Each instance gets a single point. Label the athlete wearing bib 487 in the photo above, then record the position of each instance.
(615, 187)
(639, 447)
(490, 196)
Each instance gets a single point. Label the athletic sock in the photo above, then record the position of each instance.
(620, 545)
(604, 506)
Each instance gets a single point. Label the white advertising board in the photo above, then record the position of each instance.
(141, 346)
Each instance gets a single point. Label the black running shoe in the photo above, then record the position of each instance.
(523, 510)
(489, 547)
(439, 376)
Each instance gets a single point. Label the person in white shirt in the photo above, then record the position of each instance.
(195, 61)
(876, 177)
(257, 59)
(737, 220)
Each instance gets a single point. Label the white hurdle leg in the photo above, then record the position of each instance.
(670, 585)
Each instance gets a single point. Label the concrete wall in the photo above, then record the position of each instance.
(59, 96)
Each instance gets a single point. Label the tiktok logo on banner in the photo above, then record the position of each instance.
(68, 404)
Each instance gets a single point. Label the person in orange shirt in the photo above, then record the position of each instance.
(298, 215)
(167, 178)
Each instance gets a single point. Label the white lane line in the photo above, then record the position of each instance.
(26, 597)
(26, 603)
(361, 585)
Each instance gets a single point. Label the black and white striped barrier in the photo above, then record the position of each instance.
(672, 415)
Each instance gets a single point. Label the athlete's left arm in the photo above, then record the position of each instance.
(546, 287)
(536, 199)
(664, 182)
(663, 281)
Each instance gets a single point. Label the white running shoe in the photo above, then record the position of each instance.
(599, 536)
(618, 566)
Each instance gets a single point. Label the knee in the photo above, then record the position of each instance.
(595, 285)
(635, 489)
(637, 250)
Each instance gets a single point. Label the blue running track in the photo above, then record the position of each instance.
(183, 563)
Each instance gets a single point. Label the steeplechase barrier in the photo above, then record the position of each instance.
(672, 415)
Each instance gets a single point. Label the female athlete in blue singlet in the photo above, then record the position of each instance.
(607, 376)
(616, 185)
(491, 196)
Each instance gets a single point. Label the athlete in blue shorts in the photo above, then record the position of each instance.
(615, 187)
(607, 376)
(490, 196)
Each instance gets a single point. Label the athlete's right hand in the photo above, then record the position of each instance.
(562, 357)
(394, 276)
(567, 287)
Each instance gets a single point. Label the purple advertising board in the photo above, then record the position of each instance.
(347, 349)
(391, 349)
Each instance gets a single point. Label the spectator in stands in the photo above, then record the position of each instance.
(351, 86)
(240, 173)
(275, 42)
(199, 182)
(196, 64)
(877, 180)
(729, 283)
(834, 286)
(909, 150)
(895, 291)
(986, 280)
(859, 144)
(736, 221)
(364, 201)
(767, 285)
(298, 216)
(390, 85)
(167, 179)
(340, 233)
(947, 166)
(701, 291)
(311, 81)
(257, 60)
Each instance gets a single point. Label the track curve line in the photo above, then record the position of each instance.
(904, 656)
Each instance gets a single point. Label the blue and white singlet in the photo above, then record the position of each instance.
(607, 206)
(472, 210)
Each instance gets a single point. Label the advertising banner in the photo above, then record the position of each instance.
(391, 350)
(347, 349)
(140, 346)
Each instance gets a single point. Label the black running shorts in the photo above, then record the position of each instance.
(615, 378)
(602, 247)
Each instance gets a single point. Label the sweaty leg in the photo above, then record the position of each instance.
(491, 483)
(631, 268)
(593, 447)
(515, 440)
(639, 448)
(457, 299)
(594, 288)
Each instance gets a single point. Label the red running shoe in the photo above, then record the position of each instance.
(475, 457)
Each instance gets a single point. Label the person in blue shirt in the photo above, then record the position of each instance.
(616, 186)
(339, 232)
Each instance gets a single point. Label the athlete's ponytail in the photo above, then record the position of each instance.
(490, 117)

## Aim
Update the lines from the one containing "black running shorts" through the last line, changing "single point" to "one point" and leaving everything else unchanged. Give only those lines.

## Result of this exercise
Each instance gets a one point. Label the black running shorts in the photo above, then record the position of each instance.
(615, 378)
(602, 247)
Each instance gets a one point. Label the sweaty leg in the photo above, then record the position of each instance.
(491, 483)
(631, 268)
(593, 447)
(515, 440)
(639, 448)
(457, 299)
(594, 288)
Each instance gets a one point. Label the red running shoe in the photo above, then record the position of each instance.
(475, 457)
Each instance gets a one point. Label the person in blue shirt in the photo above, then record the position of each instance.
(616, 186)
(339, 232)
Each instance gets a one point. Label the athlete's ponytail in the photo above, then record the position of each instance.
(490, 117)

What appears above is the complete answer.